* _Passage provided_
--- --- ---

Five Who Were Forgotten Are Finally Laid to Rest
By Amanda Hudson, News Editor
October 16, 2017

MCHENRY—Baby John Patrick. Baby Angel Marie. Baby twins Thomas Peter and Matthew James. Baby Maria Elizabeth.

The names of the five children were solemnly read at a late-morning Mass at St. Patrick Parish, here, on Oct. 3, their tiny caskets resting on a table before the altar, a rose on each.

Angel Marie was stillborn at six months in 2007. The twins miscarried in 1997 when their mother was assaulted. Maria Elizabeth miscarried at eight weeks, also because of violence against her mother. And the body of full-term baby John Patrick was found in 1992 in a Crystal Lake restaurant dumpster.

The five tiny bodies had been held in the county morgue for many years.

The Mass was coordinated with a non-profit group called Rest In His Arms, which provides funeral services and burials for abandoned children.

Susan Walker, founder of Rest In His Arms, credits McHenry County coroner, Dr. Anne Majewski, for working to get the bodies released for burial — a process that took three years from the time the ministry volunteered to make the arrangements.

Father Godwin Asuquo, pastor, of St. Patrick, celebrated the Mass.

“This is a good witness and a testimony to the respect that we owe to human life,” he said.

After reading the names out loud, he said, the names of the twins “just hit me. I am a twin. That could be me.

“Maybe one of these could (have been) you ... John Patrick, full-term baby, born at nine months,” he added. “That could be any of us.” He paused a moment as his eyes teared up, along with the eyes of several people in the pews.

--- --- ---

* _Extracted material_
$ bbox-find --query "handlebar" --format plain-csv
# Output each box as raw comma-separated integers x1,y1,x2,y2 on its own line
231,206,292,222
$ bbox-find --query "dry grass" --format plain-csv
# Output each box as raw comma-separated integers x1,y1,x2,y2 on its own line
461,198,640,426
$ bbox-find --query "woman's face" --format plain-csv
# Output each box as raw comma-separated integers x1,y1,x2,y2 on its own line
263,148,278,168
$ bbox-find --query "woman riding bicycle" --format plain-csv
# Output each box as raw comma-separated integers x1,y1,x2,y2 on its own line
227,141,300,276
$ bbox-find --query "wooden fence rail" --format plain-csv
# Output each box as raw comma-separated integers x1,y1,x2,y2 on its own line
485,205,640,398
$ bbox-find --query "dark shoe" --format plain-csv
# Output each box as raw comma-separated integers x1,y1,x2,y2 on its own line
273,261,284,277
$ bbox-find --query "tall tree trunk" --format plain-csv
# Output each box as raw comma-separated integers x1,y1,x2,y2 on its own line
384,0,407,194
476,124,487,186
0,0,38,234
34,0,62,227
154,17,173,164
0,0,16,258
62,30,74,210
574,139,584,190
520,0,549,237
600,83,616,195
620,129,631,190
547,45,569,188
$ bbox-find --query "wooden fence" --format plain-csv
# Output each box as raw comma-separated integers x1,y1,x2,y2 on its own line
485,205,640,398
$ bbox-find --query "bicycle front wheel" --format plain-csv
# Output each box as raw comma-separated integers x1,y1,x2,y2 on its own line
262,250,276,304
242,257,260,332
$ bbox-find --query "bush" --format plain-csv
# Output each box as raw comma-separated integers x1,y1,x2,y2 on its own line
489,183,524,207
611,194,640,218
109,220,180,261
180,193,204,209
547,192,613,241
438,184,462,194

--- --- ---

* _Tasks for this exercise_
• 1. Answer these questions from the news article:
(a) In what year was the body of John Patrick found, and where was it found?
(b) What does the non-profit group Rest In His Arms provide?
(c) Who celebrated the Mass at St. Patrick Parish?
• 2. Output the part of the news article starting with "The names of the five" and going on through "for many years.".

* _Answers to the tasks_
• 1.
(a) 1992, in a Crystal Lake restaurant dumpster.
(b) Funeral services and burials for abandoned children.
(c) Father Godwin Asuquo, the pastor of St. Patrick.

• 2.
The names of the five children were solemnly read at a late-morning Mass at St. Patrick Parish, here, on Oct. 3, their tiny caskets resting on a table before the altar, a rose on each.

Angel Marie was stillborn at six months in 2007. The twins miscarried in 1997 when their mother was assaulted. Maria Elizabeth miscarried at eight weeks, also because of violence against her mother. And the body of full-term baby John Patrick was found in 1992 in a Crystal Lake restaurant dumpster.

The five tiny bodies had been held in the county morgue for many years.